→ PAGE TEXT
-- Opening Marker --

QCon is a practitioner-driven conference designed for technical team leads, architects, and project managers who influence software innovation in their teams.

Damian Conway, Perl Boffin, Thoughtstream

Damian Conway

Biography: Damian Conway

Damian Conway is a well-known member of the international Perl community. A widely sought-after speaker and teacher, he is also the author of several technical books as well as numerous Perl software modules.

He runs an international IT training company - Thoughtstream - which provides programmer training from beginner to masterclass level throughout Europe, North America, and Australasia. Until 2010 he was also an Adjunct Associate Professor with the Faculty of Information Technology, Monash University.

Over the past decade most of his spare time has been spent working with Larry Wall on the design and promotion of the new Perl 6 programming language.

-- Closing Marker --

→ WHAT TO WORK ON
Echo the Damian Conway biography page above in full, word for word.

→ DATA FOR ANALYSIS

-- Opening Marker --

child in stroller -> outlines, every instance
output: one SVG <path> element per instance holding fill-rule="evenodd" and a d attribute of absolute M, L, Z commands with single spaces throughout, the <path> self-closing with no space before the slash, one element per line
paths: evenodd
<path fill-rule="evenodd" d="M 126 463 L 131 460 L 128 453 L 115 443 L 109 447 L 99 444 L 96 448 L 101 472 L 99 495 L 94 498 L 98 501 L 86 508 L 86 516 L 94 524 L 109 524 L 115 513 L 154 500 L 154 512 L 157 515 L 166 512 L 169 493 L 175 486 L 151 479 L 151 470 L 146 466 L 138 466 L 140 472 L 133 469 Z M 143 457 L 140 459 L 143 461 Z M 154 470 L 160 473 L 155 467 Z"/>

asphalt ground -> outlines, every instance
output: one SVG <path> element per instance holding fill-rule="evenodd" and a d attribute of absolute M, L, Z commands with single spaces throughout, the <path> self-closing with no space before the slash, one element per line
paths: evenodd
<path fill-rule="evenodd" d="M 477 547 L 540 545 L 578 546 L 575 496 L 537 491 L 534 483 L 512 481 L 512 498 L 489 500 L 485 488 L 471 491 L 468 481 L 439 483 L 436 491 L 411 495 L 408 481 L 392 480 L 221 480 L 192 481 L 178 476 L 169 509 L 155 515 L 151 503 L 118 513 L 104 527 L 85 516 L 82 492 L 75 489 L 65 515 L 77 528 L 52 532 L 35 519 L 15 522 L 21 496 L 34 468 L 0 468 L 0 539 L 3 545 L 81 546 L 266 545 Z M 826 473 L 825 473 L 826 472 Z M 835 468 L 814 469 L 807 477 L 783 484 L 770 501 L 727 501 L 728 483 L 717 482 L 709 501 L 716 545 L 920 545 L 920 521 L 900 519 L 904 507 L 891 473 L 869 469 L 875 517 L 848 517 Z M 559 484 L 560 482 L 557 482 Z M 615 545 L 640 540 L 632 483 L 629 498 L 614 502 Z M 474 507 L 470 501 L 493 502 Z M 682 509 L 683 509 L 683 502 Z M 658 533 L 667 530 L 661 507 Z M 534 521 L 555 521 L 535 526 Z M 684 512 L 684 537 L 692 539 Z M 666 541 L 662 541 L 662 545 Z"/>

-- Closing Marker --

→ WRITTEN ANSWER
QCon is a practitioner-driven conference designed for technical team leads, architects, and project managers who influence software innovation in their teams.

Damian Conway, Perl Boffin, Thoughtstream

Damian Conway

Biography: Damian Conway

Damian Conway is a well-known member of the international Perl community. A widely sought-after speaker and teacher, he is also the author of several technical books as well as numerous Perl software modules.

He runs an international IT training company - Thoughtstream - which provides programmer training from beginner to masterclass level throughout Europe, North America, and Australasia. Until 2010 he was also an Adjunct Associate Professor with the Faculty of Information Technology, Monash University.

Over the past decade most of his spare time has been spent working with Larry Wall on the design and promotion of the new Perl 6 programming language.